#### [WHAT IS ASKED]
Reproduce verbatim the lines of the records below, from the line containing "Look at the photo above. For every instance of the smiling" through the line containing "pixel 462 114", both included.

*****

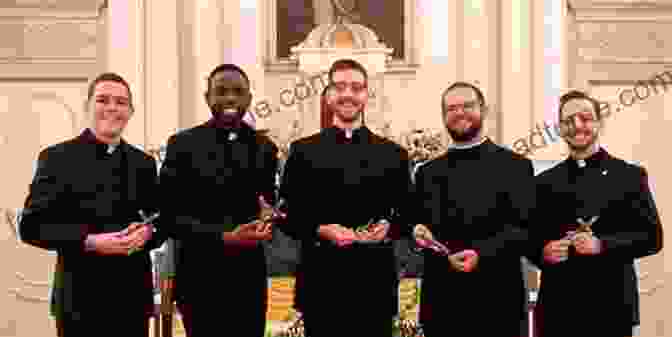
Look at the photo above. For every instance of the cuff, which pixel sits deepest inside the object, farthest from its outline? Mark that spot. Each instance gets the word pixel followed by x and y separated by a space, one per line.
pixel 89 244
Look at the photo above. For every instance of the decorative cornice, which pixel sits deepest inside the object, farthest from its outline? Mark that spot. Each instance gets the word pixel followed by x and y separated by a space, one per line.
pixel 103 5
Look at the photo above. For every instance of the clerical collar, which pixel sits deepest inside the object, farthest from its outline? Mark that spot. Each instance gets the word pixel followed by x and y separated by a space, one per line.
pixel 89 137
pixel 593 160
pixel 467 146
pixel 231 132
pixel 348 135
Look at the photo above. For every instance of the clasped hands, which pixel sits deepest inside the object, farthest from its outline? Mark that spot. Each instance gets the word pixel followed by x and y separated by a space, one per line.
pixel 261 229
pixel 343 236
pixel 122 242
pixel 462 261
pixel 583 240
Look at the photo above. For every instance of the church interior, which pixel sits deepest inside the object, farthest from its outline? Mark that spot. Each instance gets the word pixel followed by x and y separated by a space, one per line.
pixel 523 54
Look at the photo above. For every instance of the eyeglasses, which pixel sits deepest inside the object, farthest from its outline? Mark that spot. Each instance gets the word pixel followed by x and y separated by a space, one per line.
pixel 585 118
pixel 355 87
pixel 465 107
pixel 120 101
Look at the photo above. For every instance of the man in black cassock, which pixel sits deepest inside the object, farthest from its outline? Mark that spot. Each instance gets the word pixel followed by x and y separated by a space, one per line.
pixel 588 282
pixel 84 203
pixel 335 181
pixel 212 180
pixel 476 200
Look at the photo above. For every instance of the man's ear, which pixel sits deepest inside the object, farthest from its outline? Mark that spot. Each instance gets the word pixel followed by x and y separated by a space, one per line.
pixel 485 110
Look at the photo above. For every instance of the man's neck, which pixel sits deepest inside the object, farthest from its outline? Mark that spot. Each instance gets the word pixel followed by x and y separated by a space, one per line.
pixel 585 153
pixel 347 126
pixel 106 139
pixel 478 140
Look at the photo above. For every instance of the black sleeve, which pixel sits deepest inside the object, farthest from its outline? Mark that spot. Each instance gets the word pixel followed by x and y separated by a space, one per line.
pixel 538 235
pixel 268 170
pixel 645 234
pixel 402 219
pixel 151 201
pixel 298 227
pixel 174 180
pixel 514 240
pixel 422 202
pixel 42 218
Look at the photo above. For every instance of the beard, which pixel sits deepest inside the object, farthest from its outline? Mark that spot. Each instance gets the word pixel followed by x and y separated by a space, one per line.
pixel 227 116
pixel 337 110
pixel 590 136
pixel 467 134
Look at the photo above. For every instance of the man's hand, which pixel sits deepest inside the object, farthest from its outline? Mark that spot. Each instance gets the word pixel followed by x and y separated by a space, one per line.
pixel 464 261
pixel 337 234
pixel 557 251
pixel 587 244
pixel 422 234
pixel 375 232
pixel 116 243
pixel 138 234
pixel 249 234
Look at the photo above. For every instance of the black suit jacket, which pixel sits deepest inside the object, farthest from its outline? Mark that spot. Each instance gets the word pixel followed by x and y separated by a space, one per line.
pixel 628 225
pixel 210 182
pixel 67 202
pixel 326 181
pixel 479 198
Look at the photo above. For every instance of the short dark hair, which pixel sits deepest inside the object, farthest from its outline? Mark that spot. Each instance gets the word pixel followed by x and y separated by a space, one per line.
pixel 227 67
pixel 578 94
pixel 455 85
pixel 111 77
pixel 344 64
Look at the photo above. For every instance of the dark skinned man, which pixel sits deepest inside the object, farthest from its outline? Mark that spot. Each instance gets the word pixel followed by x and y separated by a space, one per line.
pixel 212 181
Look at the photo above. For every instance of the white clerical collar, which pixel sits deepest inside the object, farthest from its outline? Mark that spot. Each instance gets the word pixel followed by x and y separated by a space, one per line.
pixel 582 162
pixel 111 148
pixel 462 146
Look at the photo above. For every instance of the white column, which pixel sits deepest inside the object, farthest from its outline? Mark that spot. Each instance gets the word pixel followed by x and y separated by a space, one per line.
pixel 125 27
pixel 162 72
pixel 206 52
pixel 478 51
pixel 550 67
pixel 516 73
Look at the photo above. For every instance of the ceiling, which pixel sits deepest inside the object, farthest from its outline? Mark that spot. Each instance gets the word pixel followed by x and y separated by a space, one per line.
pixel 55 5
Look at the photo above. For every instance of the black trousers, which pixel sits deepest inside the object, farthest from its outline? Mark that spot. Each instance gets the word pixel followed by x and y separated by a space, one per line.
pixel 317 325
pixel 205 319
pixel 103 326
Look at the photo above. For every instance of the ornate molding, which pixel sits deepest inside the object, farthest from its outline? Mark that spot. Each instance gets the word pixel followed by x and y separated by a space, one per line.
pixel 272 63
pixel 605 42
pixel 57 41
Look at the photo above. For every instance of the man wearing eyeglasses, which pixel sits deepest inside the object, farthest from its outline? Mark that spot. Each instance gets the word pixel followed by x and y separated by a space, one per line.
pixel 474 201
pixel 596 214
pixel 335 181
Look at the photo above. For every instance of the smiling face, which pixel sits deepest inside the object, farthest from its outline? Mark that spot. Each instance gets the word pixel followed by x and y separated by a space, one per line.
pixel 347 95
pixel 112 109
pixel 229 95
pixel 579 124
pixel 462 114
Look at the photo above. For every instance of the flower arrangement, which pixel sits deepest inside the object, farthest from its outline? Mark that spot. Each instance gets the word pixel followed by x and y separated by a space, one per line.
pixel 424 144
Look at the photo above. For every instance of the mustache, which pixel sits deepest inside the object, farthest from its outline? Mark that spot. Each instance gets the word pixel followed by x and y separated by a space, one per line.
pixel 574 131
pixel 346 101
pixel 219 108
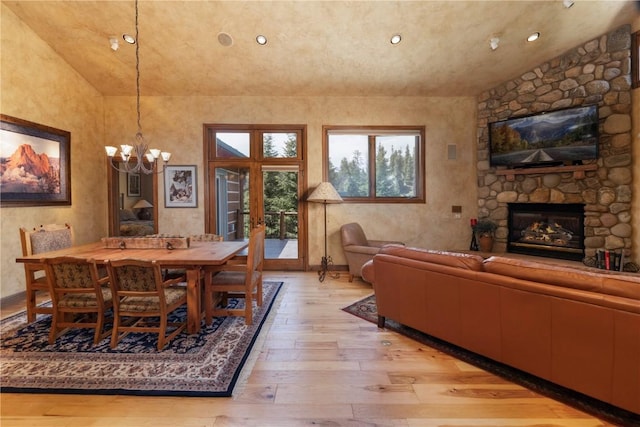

*****

#### [COMPLETE ANSWER]
Look at the photo above. For every instance of the smiling face, which pixel sits deepest inside the object, farthest from its outline? Mark that spot. Each instance gets the word pixel followed by x and y separated by a space, one per line.
pixel 347 95
pixel 112 109
pixel 229 95
pixel 579 124
pixel 462 114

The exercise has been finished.